International Produce Training

Oranges- Ethylene Gas

Has anyone had any experience with storing oranges along with products that produce ethylene gas?  A reader has noticed that once they changed their storage of oranges, with other ethylene producing commodites, the oranges have showed an increase in decay.  Is there a corrolation between the two?  Your comments would be appreciated.

6 Comments on “Oranges- Ethylene Gas”

Anonymous Says:

I can understand that ethylene may hurry-up the ripening process on all fruits, but I assume it would depend on the concentration, and the location of the ethylene-producing fruits, in relation to the oranges, if they would promote the advancement of decay.

If the oranges were in a small refrig cooler along with some high ethylene producers……..maybe, but if they were in a large warehouse cooler I can’t see it being a factor.

Food Tech Says:

Etyhlene is a ripening gas, so in effect it would make the product “more orange” quicker. From experience, ethylene will be put onto products. Rarely, it would be flushed into the packaging.

^^^^^^^^^^^^^^^^

__WRITTEN TASK 1__
Please locate every line of the records that contains the string "target", matching case exactly.
The ethylene post and the records are unrelated material.

^^^^^^^^^^^^^^^^

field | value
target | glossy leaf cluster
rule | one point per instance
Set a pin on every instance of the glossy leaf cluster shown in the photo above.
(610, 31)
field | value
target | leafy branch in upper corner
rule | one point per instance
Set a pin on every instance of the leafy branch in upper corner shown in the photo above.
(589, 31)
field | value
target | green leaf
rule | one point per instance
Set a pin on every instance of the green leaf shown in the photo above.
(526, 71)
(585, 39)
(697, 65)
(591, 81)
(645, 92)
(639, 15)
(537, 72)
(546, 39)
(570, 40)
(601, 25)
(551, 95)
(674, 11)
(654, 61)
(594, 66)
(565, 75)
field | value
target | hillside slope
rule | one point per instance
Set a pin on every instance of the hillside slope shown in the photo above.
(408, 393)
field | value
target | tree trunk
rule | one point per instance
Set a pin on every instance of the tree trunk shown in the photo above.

^^^^^^^^^^^^^^^^

__WRITTEN TASK 2__
Output the ethylene post in full, word for word.

__REPLY 1__
target | glossy leaf cluster
target | leafy branch in upper corner
target | green leaf
target | hillside slope
target | tree trunk

__REPLY 2__
International Produce Training

Oranges- Ethylene Gas

Has anyone had any experience with storing oranges along with products that produce ethylene gas?  A reader has noticed that once they changed their storage of oranges, with other ethylene producing commodites, the oranges have showed an increase in decay.  Is there a corrolation between the two?  Your comments would be appreciated.

6 Comments on “Oranges- Ethylene Gas”

Anonymous Says:

I can understand that ethylene may hurry-up the ripening process on all fruits, but I assume it would depend on the concentration, and the location of the ethylene-producing fruits, in relation to the oranges, if they would promote the advancement of decay.

If the oranges were in a small refrig cooler along with some high ethylene producers……..maybe, but if they were in a large warehouse cooler I can’t see it being a factor.

Food Tech Says:

Etyhlene is a ripening gas, so in effect it would make the product “more orange” quicker. From experience, ethylene will be put onto products. Rarely, it would be flushed into the packaging.